#### [Exercise description]
Copy every line of the following data that includes the string "base".

Data records
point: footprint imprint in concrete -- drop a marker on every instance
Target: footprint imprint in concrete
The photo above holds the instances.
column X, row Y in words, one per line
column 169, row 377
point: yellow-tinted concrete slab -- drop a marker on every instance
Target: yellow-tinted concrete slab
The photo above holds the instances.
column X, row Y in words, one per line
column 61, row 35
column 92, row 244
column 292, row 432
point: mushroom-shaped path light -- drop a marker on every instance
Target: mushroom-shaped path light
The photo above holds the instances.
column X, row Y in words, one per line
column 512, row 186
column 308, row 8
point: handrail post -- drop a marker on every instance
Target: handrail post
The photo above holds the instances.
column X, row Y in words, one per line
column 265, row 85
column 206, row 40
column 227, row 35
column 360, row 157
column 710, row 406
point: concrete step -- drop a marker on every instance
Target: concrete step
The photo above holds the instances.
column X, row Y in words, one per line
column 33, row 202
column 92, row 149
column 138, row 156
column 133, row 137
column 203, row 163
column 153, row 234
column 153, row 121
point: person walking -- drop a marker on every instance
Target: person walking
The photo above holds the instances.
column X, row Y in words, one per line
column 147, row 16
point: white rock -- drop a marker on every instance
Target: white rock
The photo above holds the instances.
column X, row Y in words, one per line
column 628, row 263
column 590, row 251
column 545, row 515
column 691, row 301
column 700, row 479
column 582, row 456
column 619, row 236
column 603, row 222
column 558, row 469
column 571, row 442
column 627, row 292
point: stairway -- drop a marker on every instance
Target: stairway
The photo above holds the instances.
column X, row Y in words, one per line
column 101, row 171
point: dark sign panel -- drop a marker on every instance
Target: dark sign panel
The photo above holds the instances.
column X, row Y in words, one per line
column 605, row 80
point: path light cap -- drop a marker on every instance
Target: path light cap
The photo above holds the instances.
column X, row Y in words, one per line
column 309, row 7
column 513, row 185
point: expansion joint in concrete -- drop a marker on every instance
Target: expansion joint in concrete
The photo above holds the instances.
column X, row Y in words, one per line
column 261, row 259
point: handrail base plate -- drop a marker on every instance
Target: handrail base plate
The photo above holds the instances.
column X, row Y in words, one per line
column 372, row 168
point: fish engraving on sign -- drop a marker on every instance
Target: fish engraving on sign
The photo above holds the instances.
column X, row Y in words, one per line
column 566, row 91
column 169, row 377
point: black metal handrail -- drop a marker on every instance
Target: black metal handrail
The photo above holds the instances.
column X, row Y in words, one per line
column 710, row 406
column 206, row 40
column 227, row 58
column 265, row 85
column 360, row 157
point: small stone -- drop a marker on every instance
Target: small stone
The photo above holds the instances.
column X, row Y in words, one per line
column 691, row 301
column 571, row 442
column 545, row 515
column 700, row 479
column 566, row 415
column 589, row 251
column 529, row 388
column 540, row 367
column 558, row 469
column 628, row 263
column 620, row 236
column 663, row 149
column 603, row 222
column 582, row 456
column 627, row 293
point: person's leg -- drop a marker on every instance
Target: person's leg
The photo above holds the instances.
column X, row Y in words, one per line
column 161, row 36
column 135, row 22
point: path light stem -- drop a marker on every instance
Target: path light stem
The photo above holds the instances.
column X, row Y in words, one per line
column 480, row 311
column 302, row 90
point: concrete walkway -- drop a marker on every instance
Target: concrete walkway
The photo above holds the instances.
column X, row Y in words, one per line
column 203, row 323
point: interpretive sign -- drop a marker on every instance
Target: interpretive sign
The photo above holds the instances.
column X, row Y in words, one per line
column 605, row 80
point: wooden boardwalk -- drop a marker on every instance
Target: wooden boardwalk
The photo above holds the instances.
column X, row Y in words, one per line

#### [Output below]
point: handrail base plate -- drop a marker on every instance
Target: handrail base plate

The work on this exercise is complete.